#### Data listing
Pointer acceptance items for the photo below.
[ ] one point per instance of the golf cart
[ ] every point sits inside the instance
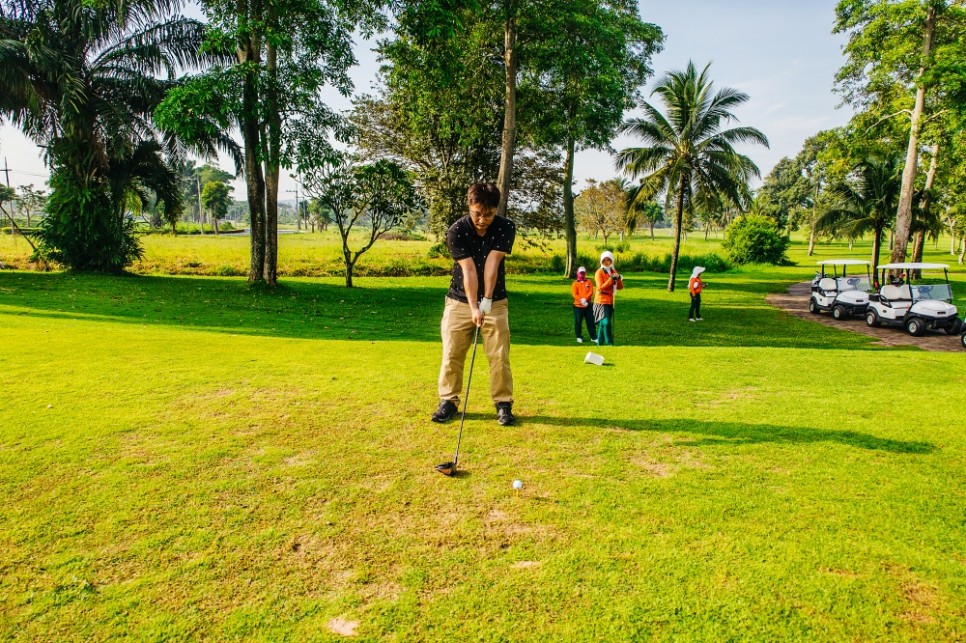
(924, 305)
(833, 289)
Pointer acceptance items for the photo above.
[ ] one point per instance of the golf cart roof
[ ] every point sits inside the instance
(843, 262)
(914, 266)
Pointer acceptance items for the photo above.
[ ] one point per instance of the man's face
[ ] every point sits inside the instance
(482, 216)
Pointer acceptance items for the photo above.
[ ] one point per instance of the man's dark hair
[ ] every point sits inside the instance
(485, 194)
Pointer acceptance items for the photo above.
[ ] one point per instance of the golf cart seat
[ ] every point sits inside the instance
(895, 293)
(827, 285)
(849, 283)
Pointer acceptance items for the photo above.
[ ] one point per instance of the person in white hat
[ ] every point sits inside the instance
(583, 293)
(695, 286)
(608, 282)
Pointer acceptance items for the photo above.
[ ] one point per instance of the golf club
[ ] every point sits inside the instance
(449, 468)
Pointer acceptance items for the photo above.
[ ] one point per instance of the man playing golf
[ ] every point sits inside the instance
(477, 300)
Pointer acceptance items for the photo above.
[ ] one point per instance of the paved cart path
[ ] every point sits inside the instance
(795, 302)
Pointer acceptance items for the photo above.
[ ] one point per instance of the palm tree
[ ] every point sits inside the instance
(688, 156)
(83, 81)
(866, 201)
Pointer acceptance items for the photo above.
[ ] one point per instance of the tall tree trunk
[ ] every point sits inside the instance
(570, 219)
(254, 180)
(201, 207)
(511, 62)
(904, 212)
(876, 246)
(952, 235)
(919, 238)
(272, 166)
(678, 219)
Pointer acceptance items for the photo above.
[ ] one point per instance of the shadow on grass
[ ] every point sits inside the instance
(716, 433)
(408, 310)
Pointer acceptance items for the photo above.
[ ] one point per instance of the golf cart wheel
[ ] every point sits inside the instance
(915, 327)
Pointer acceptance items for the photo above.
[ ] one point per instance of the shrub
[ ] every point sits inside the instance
(755, 239)
(622, 246)
(82, 230)
(438, 250)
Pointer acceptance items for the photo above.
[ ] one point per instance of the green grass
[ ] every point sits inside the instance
(188, 458)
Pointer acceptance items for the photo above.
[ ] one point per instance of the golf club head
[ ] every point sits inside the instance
(446, 468)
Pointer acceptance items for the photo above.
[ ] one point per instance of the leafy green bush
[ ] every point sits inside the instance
(82, 231)
(438, 250)
(755, 239)
(622, 246)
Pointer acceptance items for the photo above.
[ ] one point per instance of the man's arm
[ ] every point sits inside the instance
(490, 271)
(471, 288)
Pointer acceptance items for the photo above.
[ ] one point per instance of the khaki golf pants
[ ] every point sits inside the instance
(457, 330)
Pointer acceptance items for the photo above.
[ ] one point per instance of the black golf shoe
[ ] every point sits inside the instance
(504, 413)
(446, 412)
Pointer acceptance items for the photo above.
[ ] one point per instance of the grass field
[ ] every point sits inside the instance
(186, 458)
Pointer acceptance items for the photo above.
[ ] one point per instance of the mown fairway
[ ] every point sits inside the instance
(186, 458)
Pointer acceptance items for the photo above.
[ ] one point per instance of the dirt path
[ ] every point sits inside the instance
(795, 302)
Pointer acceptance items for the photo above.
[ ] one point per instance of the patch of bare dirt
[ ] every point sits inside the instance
(795, 302)
(343, 627)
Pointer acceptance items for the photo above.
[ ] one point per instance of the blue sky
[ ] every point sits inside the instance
(780, 52)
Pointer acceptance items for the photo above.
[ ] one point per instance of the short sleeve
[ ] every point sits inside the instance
(456, 243)
(505, 237)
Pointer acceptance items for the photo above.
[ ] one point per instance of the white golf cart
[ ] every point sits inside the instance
(833, 289)
(917, 305)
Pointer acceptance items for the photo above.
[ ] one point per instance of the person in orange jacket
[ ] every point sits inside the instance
(583, 293)
(608, 281)
(695, 286)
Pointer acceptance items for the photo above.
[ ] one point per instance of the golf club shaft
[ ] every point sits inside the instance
(466, 398)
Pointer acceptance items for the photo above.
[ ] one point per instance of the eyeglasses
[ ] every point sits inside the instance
(482, 214)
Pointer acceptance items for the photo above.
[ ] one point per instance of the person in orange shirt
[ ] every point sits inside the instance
(583, 293)
(608, 281)
(695, 286)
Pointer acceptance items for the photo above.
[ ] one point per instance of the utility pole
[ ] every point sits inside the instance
(298, 213)
(201, 209)
(13, 225)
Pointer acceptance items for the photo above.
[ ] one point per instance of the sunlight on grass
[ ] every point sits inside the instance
(190, 458)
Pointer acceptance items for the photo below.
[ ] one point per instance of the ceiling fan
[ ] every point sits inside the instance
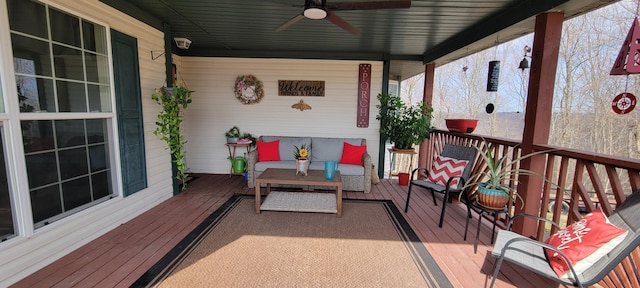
(320, 9)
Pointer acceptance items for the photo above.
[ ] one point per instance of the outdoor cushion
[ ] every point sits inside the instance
(288, 164)
(352, 154)
(330, 149)
(444, 168)
(584, 243)
(268, 151)
(345, 169)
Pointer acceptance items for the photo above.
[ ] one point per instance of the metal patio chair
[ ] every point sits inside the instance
(451, 151)
(529, 253)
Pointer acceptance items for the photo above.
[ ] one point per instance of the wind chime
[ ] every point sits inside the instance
(493, 77)
(627, 63)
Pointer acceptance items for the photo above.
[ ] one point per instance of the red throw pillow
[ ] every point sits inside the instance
(444, 168)
(352, 154)
(584, 243)
(268, 151)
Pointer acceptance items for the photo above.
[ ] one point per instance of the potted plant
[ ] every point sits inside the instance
(249, 137)
(403, 125)
(232, 134)
(492, 191)
(173, 101)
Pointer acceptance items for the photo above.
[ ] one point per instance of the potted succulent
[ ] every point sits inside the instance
(403, 125)
(232, 134)
(248, 137)
(492, 189)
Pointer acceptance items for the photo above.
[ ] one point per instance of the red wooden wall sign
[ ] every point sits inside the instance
(364, 95)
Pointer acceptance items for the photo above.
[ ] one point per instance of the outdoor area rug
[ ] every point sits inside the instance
(371, 245)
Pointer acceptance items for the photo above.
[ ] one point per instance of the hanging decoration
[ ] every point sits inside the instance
(364, 95)
(301, 106)
(623, 103)
(489, 108)
(494, 76)
(248, 89)
(626, 61)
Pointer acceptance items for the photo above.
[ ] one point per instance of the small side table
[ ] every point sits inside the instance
(393, 153)
(232, 153)
(482, 210)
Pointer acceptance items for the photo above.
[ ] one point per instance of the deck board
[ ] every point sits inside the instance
(122, 255)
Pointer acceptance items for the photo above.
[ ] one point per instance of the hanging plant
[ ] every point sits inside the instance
(173, 101)
(248, 89)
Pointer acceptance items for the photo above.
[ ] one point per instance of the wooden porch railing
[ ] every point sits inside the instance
(582, 181)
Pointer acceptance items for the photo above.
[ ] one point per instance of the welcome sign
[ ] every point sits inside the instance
(300, 88)
(364, 95)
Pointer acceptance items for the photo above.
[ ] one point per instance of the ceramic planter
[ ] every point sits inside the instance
(490, 198)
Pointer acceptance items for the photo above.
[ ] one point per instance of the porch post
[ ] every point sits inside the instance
(537, 120)
(427, 97)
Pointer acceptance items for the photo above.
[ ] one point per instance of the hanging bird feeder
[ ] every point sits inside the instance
(626, 63)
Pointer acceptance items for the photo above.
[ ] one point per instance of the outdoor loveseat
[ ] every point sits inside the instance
(354, 177)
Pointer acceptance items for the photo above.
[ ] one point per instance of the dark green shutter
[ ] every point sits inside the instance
(129, 112)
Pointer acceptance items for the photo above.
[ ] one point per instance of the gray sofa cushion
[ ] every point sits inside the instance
(330, 148)
(345, 169)
(288, 164)
(288, 146)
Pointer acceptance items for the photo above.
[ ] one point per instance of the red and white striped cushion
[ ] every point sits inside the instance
(444, 168)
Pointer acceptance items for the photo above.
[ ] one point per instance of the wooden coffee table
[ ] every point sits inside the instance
(299, 201)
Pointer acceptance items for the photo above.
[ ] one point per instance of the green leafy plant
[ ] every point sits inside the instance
(249, 136)
(499, 171)
(234, 132)
(404, 125)
(173, 101)
(301, 152)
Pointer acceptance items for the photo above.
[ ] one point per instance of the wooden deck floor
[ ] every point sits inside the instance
(119, 257)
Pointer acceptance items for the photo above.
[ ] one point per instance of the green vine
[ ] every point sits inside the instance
(173, 101)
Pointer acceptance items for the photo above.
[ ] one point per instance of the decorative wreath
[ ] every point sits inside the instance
(248, 89)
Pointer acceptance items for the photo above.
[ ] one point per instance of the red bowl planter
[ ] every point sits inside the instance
(461, 125)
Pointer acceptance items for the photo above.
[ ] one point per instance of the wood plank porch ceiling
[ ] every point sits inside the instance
(431, 31)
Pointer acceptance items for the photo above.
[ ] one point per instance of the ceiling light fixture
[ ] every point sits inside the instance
(524, 64)
(315, 9)
(182, 43)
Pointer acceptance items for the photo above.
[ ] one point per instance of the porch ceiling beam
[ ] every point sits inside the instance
(135, 12)
(503, 19)
(297, 55)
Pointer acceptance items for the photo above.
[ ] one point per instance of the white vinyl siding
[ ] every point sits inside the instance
(33, 249)
(215, 109)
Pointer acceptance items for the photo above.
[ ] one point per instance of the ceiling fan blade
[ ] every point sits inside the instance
(290, 22)
(335, 19)
(369, 5)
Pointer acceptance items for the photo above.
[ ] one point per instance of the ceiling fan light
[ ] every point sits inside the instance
(314, 9)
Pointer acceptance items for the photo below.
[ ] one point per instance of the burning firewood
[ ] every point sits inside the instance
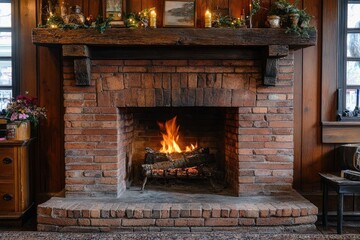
########
### Objective
Which of the lines above contain the word "hanging"? Extract each one in full.

### Solution to the problem
[ ] one point per instance of the hanging decoration
[ ] one point per instance of the hanging plant
[ ] one point per instance of the hanging bird feeder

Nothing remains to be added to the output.